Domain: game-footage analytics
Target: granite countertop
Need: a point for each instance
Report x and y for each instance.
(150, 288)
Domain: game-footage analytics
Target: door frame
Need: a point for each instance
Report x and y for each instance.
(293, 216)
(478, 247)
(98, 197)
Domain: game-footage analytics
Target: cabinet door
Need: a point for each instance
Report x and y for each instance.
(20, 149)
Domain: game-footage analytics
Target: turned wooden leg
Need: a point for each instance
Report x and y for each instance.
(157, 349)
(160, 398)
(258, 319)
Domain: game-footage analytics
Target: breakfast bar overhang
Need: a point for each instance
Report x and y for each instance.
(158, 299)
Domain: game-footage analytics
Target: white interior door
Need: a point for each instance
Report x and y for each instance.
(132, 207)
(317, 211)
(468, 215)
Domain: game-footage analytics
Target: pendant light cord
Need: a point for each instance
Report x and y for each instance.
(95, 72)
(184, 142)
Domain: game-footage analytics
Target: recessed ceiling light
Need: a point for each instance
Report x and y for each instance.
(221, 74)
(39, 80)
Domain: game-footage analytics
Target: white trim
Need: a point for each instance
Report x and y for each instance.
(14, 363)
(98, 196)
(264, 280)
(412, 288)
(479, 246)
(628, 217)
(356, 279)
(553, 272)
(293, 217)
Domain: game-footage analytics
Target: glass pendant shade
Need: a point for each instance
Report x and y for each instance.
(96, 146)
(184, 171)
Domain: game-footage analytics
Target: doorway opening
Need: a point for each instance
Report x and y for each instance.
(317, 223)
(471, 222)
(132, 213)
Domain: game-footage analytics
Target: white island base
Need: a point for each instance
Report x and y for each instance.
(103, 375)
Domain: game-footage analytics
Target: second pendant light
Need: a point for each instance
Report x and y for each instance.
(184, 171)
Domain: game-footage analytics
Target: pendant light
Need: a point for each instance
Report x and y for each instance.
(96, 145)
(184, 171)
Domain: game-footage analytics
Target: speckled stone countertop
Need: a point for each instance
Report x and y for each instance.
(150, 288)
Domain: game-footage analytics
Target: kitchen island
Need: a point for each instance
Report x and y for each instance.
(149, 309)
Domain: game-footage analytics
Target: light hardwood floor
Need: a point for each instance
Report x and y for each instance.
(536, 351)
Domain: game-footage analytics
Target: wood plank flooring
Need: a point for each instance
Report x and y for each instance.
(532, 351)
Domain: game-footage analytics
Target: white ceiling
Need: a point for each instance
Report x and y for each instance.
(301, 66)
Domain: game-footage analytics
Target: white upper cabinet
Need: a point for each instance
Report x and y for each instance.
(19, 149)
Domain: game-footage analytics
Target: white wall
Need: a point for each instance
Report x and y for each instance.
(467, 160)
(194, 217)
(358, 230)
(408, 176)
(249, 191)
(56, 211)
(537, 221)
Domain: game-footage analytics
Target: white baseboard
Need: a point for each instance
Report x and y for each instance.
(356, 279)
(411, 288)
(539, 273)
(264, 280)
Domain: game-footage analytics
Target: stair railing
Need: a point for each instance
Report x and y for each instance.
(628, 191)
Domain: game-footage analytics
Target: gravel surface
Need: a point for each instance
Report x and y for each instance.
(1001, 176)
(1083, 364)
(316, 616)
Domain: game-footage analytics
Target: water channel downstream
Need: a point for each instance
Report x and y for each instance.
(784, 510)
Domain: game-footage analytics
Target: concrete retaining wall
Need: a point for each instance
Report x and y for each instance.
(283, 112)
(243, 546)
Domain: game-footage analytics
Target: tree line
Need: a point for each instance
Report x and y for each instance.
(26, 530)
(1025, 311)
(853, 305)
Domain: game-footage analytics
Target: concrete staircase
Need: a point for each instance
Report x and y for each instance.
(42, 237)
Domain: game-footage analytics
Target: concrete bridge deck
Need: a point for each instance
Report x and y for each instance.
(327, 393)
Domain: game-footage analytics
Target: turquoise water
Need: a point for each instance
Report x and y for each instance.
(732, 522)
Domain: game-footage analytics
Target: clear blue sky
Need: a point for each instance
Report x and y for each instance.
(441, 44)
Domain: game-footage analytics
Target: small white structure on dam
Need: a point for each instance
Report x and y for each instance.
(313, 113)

____________

• [YOUR TASK]:
Restate the data above word for word, please.

• [COMPLETE ANSWER]:
Domain: game-footage analytics
Target: granite countertop
Need: a point for each instance
Report x and y for each instance.
(150, 288)
Domain: game-footage analytics
Target: door frame
Need: a point for each instance
Report x and y for each instance.
(293, 216)
(478, 247)
(98, 197)
Domain: game-footage analytics
Target: cabinet door
Need: a point for each instance
Report x and y for each instance.
(20, 149)
Domain: game-footage analytics
Target: turned wooden leg
Need: a point for each instance
Report x and y for each instance.
(157, 349)
(160, 398)
(258, 319)
Domain: game-footage analytics
Target: breakfast bar overhang
Need: a point for each instance
Report x and y for each instance.
(158, 299)
Domain: game-footage analytics
Target: white interior door
Need: a point for each instance
Report x and y for each instance.
(132, 207)
(317, 211)
(468, 215)
Domain: game-footage analytics
Target: pendant light cord
Need: a point for each instance
Report x and y for each instance.
(95, 72)
(184, 142)
Domain: game-footage analytics
Target: recessed ceiling light
Need: a point for each instance
Report x and y for each instance.
(221, 74)
(39, 80)
Domain: game-footage analytics
Target: white trim
Need: a point for each instance
Report x and y for each instance.
(14, 363)
(98, 196)
(264, 280)
(412, 288)
(479, 246)
(628, 217)
(356, 279)
(553, 272)
(293, 217)
Domain: game-footage analytics
Target: glass pendant shade
Need: a point for each instance
Report x and y for each instance.
(96, 146)
(184, 171)
Domain: game-footage analytics
Target: doorway opening
Need: a point for each instance
Report x and y for each instance.
(317, 223)
(471, 222)
(132, 213)
Domain: game-footage analytics
Target: white island base
Need: a point for each instance
Report x and y for each instance.
(103, 375)
Domain: game-footage analytics
Target: second pendant light
Need: a point for each instance
Report x and y for each instance.
(184, 171)
Domain: game-footage analytics
Target: pendant light
Need: a point for each instance
Report x and y for each instance.
(96, 145)
(184, 171)
Domain: game-footage analytics
Target: speckled stone countertop
Need: a point for each instance
Report x and y for each instance.
(150, 288)
Domain: game-footage analytics
Target: kitchen island
Need: a point for each instance
Report x and y for each instance.
(149, 309)
Domain: game-footage analytics
Target: light hardwood floor
Need: a point for each instance
Report x and y for each instance.
(536, 351)
Domain: game-footage analytics
Target: wood plank flooring
Need: a point for each instance
Report x and y for each instance.
(532, 351)
Domain: game-footage analytics
Target: white ceiling
Need: a point for each instance
Report x and y for each instance.
(301, 66)
Domain: game-footage analytics
Target: white upper cabinet
Need: a point for each instance
Report x and y for each instance.
(19, 149)
Domain: game-footage analytics
Target: white wall
Need: a point for each instance
Report x and y for each instance.
(467, 160)
(194, 217)
(358, 230)
(408, 176)
(249, 191)
(56, 211)
(537, 221)
Domain: game-footage analytics
Target: white baseboard
Need: a point for each instance
Report x and y for each instance.
(356, 279)
(411, 288)
(539, 273)
(264, 280)
Domain: game-footage analytics
Target: stair railing
Need: a point for each instance
Report x and y for each instance.
(628, 191)
Domain: game-footage analytics
Target: gravel surface
Need: a point for each instance
Report x and y for each instance.
(1001, 176)
(1083, 364)
(316, 616)
Domain: game-footage analytics
Target: water channel downstream
Need: a point for each instance
Report x and y for each instance.
(784, 510)
Domain: game-footage analytics
Target: concrete retaining wall
Need: a point for each instance
Report x and y for each instance.
(283, 112)
(243, 546)
Domain: game-footage analytics
Target: tree line
Need: a point for each instance
Report x and y for each instance.
(26, 530)
(1025, 311)
(853, 305)
Domain: game-footage analytics
Target: concrete staircase
Need: a point for each instance
Report x and y for each instance.
(42, 237)
Domain: game-footage analytics
Target: concrete bridge deck
Need: a point for each instance
Report x and y for each instance.
(327, 393)
Domain: game-footage analytics
Target: turquoise water
Need: a point for each instance
Report x and y for each instance.
(732, 522)
Domain: game-footage analytics
Target: clear blue sky
Need: a point for each instance
Report x and y for each instance.
(441, 44)
Domain: game-footage analytics
Target: small white structure on dam
Need: a point for each instance
Report x and y for each instance.
(313, 113)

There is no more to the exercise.